### Given task
Can you arrange every line of the records below as a Markdown table with the columns "Row" and "Line", numbering each row and skipping any blank lines?

### Saved data entries
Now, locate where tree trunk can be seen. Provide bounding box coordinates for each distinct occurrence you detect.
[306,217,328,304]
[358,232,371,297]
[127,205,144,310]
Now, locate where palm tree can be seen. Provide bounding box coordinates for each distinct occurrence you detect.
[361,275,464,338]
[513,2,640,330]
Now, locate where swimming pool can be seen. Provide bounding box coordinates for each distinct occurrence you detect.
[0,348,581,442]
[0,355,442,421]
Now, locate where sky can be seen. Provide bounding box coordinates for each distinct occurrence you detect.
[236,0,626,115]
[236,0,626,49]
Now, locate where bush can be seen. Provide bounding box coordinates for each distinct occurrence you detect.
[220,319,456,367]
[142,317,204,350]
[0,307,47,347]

### Exercise result
| Row | Line |
|---|---|
| 1 | Now, locate where tree trunk can be seen. Provide bounding box coordinates for each distinct occurrence you detect. |
| 2 | [306,217,328,304] |
| 3 | [358,232,371,297] |
| 4 | [127,205,144,310] |
| 5 | Now, locate where palm tree can be seen. Provide bounding box coordinates for each distinct occurrence you detect. |
| 6 | [361,275,464,338] |
| 7 | [513,2,640,330] |
| 8 | Now, locate where swimming pool can be seen. Provide bounding box coordinates for each distinct occurrence you detect. |
| 9 | [0,348,581,442] |
| 10 | [0,355,442,421] |
| 11 | Now, locate where sky can be seen. Provide bounding box coordinates for each distinct occurrence you detect. |
| 12 | [236,0,626,115] |
| 13 | [236,0,626,49] |
| 14 | Now, locate where bush can be seen. Provide bounding box coordinates for each distinct occurrence you detect. |
| 15 | [220,319,456,367] |
| 16 | [142,317,204,350] |
| 17 | [0,307,47,347] |